CANBERRA – Sydney’s skyline erupted with tons of exploding fireworks as revellers cheered in the New Year from the city’s crammed harbour in the world’s first major celebration for 2013.
The enthusiastic welcome to 2013 was continuing on a grand scale across Asia.
Increasingly democratic Myanmar is having a public countdown for the first time. Jakarta is planning a huge street party befitting Indonesia’s powering economy.
Celebrations were planned around the world, with hundreds of thousands expected to fill Times Square in New York City to watch the drop of a Waterford crystal-studded ball.
Major cities across austerity-hit Europe were to burn off part of their battered budgets in spectacular fireworks displays, although some municipalities – including the Cypriot capital, Nicosia – cancelled their celebrations in light of the economic crisis.
Sydney’s balmy summer night was split by seven tons of fireworks fired from roof tops and barges, many cascading from the Sydney Harbour Bridge, in a AUS$6.6 million (BDS$13.5 million) pyrotechnic extravaganza billed by organizers as the world’s largest.
In Hong Kong, this year’s HK$12.5 million (BDS$3 million) fireworks display was said to be the biggest ever in the southern Chinese city. Police expected as many as 100 000 people to watch.
One day after dancing in the snow to celebrate the first anniversary of leader Kim Jong Un’s ascension to supreme commander, North Koreans were preparing to mark the arrival of the New Year, marked as “Juche 102” on North Korean calendars.
Juche means self-reliance, the North Korean ideology of independence promoted by national founder Kim Il Sung, who was born 102 years ago. His grandson now rules North Korea.

*LISTING*:
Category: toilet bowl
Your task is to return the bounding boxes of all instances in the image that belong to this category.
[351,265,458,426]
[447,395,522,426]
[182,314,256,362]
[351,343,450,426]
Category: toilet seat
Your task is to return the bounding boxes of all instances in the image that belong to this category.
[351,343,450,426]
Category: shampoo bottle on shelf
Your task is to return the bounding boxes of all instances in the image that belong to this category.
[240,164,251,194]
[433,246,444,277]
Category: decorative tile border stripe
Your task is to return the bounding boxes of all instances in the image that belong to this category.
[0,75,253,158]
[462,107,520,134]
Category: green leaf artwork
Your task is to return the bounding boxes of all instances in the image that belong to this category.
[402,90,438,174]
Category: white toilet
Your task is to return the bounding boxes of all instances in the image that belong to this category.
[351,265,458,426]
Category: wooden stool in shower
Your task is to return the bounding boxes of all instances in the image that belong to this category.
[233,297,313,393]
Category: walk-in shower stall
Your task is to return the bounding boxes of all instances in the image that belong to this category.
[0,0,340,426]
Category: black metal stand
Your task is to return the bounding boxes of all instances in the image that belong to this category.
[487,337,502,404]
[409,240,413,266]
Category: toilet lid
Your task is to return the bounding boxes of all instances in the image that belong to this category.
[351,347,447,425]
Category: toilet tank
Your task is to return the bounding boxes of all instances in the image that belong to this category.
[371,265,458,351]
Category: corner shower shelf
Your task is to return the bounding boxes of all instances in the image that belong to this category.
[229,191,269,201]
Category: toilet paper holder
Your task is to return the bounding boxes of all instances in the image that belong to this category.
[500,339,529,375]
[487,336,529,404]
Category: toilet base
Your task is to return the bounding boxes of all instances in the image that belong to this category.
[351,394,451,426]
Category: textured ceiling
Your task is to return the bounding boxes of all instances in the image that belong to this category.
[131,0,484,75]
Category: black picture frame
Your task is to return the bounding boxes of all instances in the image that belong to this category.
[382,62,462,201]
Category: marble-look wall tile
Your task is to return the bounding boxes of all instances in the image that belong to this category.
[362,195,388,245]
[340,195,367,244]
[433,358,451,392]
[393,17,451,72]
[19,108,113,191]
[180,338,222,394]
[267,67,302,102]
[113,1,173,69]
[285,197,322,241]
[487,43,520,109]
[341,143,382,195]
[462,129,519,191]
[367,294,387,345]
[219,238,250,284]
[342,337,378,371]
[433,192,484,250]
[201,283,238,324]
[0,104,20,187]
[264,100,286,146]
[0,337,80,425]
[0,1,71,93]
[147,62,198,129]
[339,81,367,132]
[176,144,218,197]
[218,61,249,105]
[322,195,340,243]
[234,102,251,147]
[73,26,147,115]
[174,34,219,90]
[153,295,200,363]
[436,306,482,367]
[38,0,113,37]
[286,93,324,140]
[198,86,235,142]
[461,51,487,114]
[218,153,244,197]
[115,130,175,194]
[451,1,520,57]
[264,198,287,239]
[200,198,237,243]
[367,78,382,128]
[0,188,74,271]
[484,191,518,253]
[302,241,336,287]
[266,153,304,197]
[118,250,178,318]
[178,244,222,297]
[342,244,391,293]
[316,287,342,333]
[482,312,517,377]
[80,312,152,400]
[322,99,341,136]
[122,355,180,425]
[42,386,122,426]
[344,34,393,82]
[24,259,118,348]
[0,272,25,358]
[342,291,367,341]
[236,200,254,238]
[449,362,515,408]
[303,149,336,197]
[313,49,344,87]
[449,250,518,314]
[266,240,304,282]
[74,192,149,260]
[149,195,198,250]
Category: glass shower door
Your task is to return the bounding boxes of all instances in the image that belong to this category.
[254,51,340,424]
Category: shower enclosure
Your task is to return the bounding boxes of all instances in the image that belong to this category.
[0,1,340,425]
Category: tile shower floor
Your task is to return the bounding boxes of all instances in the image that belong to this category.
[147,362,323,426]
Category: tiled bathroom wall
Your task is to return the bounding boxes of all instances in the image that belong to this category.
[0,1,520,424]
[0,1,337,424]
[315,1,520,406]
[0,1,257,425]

*TO-DO LIST*:
a - According to the New Year 2013 celebrations article, how many tons of fireworks were fired during Sydney's display?
b - Recast the paragraph beginning "Sydney's balmy summer night" from the New Year 2013 celebrations article as a short bulleted list, keeping its main facts.
c - Extend the article on New Year 2013 celebrations with a few more paragraphs, picking up right after its final sentence about Kim Il Sung's grandson.

*RESULTS BY TASK*:
a - Seven tons.

b -
- Setting: Sydney on a balmy summer night
- Seven tons of fireworks fired from rooftops and barges, many cascading from the Sydney Harbour Bridge
- Cost: AUS$6.6 million (BDS$13.5 million)
- Billed by organizers as the world's largest pyrotechnic display

c -
In New Delhi, the festive mood was marred by the death last Saturday of a young rape victim.
Hotels, clubs and residents’ associations in the Indian capital decided to cancel planned festivities and asked people to light candles to express their solidarity with the victim, whose plight sparked public rallies for women’s safety.
“Let there be no New Year celebrations across the country. It will be a major tribute to the departed soul,” said Praveen Khandelwal, secretary general of the Confederation of All India Traders.
In a field in Myanmar’s largest city, Yangon, workers were testing a giant digital countdown screen with the backdrop of the revered Shwedagon pagoda.
The celebration was the first public New Year countdown in Myanmar, a country ruled for almost five decades by military regimes that discouraged or banned big gatherings.
“We are planning this public New Year event because we want residents of Yangon to enjoy the public countdown like in other countries,” said Win Thura Hlaing, one of the organizers. (AP)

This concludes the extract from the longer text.